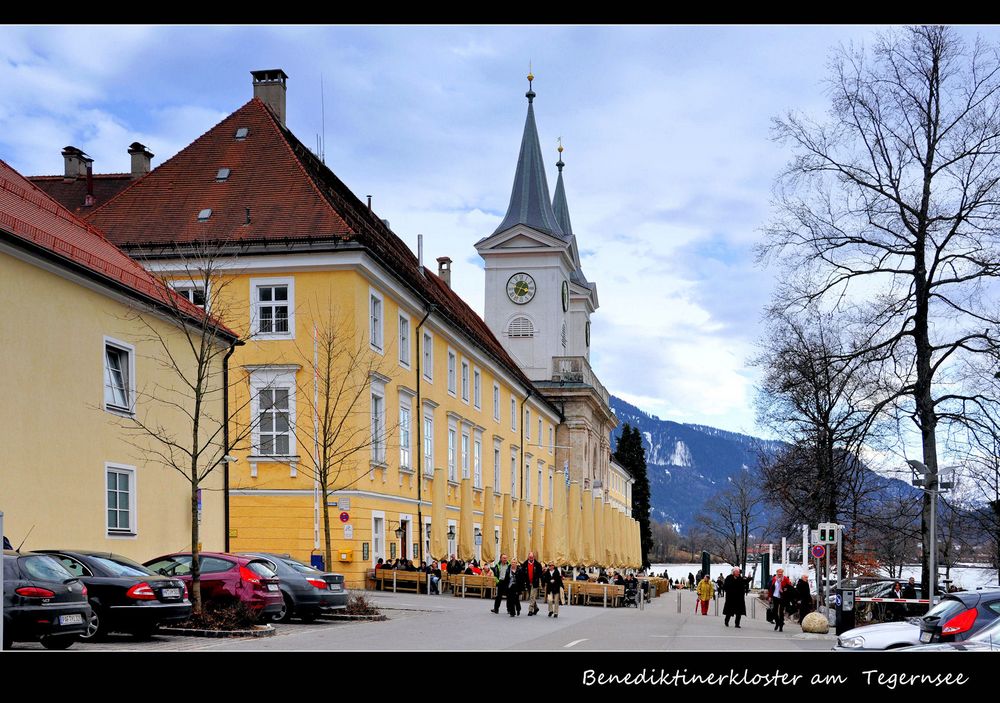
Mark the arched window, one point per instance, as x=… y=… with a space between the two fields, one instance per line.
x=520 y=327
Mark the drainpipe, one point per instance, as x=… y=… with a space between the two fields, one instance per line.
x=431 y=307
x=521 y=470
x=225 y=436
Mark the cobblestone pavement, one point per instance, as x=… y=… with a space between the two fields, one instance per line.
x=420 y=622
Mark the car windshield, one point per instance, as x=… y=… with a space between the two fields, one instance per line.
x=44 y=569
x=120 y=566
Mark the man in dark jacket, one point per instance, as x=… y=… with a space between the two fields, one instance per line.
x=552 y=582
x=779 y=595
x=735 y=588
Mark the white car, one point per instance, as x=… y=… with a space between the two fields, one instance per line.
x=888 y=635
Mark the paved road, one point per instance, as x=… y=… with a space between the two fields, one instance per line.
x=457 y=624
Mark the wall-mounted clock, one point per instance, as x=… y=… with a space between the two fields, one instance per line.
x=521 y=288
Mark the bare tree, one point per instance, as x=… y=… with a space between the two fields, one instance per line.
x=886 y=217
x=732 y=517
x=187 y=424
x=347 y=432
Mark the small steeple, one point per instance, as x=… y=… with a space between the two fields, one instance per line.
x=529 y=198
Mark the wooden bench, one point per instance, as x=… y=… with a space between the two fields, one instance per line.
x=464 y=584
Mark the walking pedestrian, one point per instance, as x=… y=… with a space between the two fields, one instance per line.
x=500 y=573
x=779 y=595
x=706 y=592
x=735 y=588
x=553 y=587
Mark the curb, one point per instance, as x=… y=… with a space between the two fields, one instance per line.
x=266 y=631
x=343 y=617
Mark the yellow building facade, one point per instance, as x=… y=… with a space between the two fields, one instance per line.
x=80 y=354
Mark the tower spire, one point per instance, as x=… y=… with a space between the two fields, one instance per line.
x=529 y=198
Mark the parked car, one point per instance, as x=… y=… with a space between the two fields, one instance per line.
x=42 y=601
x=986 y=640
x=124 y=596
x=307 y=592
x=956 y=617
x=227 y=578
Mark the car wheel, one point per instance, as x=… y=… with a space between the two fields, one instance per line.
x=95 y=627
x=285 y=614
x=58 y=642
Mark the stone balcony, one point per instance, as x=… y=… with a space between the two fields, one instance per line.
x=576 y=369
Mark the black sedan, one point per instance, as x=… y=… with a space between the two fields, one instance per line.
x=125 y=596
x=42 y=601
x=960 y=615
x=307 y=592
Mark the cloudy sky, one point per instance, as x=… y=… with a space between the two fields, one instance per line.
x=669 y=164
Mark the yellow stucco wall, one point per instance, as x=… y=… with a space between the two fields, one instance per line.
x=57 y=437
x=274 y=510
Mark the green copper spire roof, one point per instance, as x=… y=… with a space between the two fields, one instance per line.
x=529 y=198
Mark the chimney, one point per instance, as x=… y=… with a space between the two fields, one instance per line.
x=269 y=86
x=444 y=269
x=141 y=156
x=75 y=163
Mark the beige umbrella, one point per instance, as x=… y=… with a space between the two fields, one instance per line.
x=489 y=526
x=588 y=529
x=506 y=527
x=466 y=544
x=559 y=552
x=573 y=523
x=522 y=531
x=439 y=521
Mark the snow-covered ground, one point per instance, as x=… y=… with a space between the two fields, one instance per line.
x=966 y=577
· · · · · · ·
- _Exercise aim_: Rewrite the data above with every "one point per instance" changed to "a single point for each instance", keeping everything else the same and leaving out the pictures.

- _Result for this exercise_:
Mark the arched window, a single point for each instance, as x=… y=… with a space between the two fields, one instance per line.
x=520 y=327
Mark the drainpipe, a single point for each instance, as x=… y=… with a space between the two fields, one instance per line.
x=431 y=307
x=521 y=470
x=225 y=436
Mark the cobblestone pavement, a single point for each instance, as x=… y=… with a space between the two fields, one instance per line.
x=420 y=622
Mark the car windshield, a single point for each instance, as x=… y=… with a space between the two fields, one instance per line.
x=44 y=569
x=120 y=566
Mark the man in dark jacket, a single point for each instance, as x=… y=… with a space between the two fields, one instance per line.
x=552 y=582
x=779 y=595
x=735 y=588
Mark the white car, a single point for each instance, as x=… y=… with a space between the two fields, one instance per line.
x=888 y=635
Mark the paved road, a single point for each instance, as x=… y=… with a space between the two fields, one instance per line.
x=457 y=624
Mark the wall-mounted clock, a single point for each instance, as x=… y=… with a space between the two fields, one instance per line.
x=521 y=288
Mark the bare tree, a single point for each instance, as x=… y=… with a space between the two fields, one instance per line.
x=886 y=217
x=732 y=517
x=187 y=424
x=347 y=432
Mark the small steeple, a single point for each instance, as x=… y=… with a space between the two fields, one instance per line.
x=529 y=198
Mark the wooden bench, a single point for each instance, as x=… y=… with a space between the two fields, one instance per line.
x=464 y=584
Mark the walking pedestrian, a single point for each instance, as x=… y=… with a space between the two fields, one instance per line.
x=500 y=573
x=779 y=595
x=706 y=592
x=735 y=588
x=553 y=587
Mark the curb, a single point for each instance, as x=… y=… with a space between the two fields, one instance per line.
x=266 y=631
x=343 y=617
Mark the yellow building facade, a single point for each instance, as x=… y=… with a space between the two fields, one instance per line.
x=80 y=354
Mark the tower spire, a single point for each instance, as x=… y=… with a space between the two fields, one instance per line.
x=529 y=198
Mark the parked car, a single point for each instance, as x=… y=… with a space between the two fields, one instance per line.
x=42 y=601
x=986 y=640
x=124 y=596
x=307 y=592
x=956 y=617
x=227 y=578
Mark the car wheel, a single point for each instance, as x=… y=… with a space between the two fields, one instance per line.
x=95 y=627
x=285 y=614
x=58 y=642
Mark the stone balcony, a single point for each instance, as x=… y=… with a space between the two fields, one instance per line.
x=576 y=369
Mark the black sedan, a single point for each instance, as x=… y=… with a space between the two fields, one instance per line.
x=125 y=596
x=42 y=601
x=960 y=615
x=307 y=592
Mark the cloudy sky, a single point for each instance, as x=… y=… with a space between the two fields, one instance per line.
x=669 y=164
Mark the yellow stucco wall, a single point for each instance, as x=… y=… with a space between the two fields, one instance per line.
x=57 y=437
x=274 y=510
Mark the green copper spire roof, a single point for each instance, as x=… y=… with a space between the two fields, one instance per line.
x=529 y=198
Mark the chimney, a single point for each instance, as x=… y=… with a space between the two fields, one instance per line.
x=269 y=86
x=444 y=269
x=141 y=156
x=75 y=163
Mark the beige umbrella, a single point for each instance, as x=… y=… with a space between the two fields, one instance per line.
x=489 y=526
x=588 y=529
x=506 y=527
x=466 y=544
x=559 y=552
x=573 y=523
x=522 y=531
x=439 y=521
Mark the snow-covered ground, a single point for each instance, as x=… y=… with a space between the two fields, one instance per line.
x=966 y=577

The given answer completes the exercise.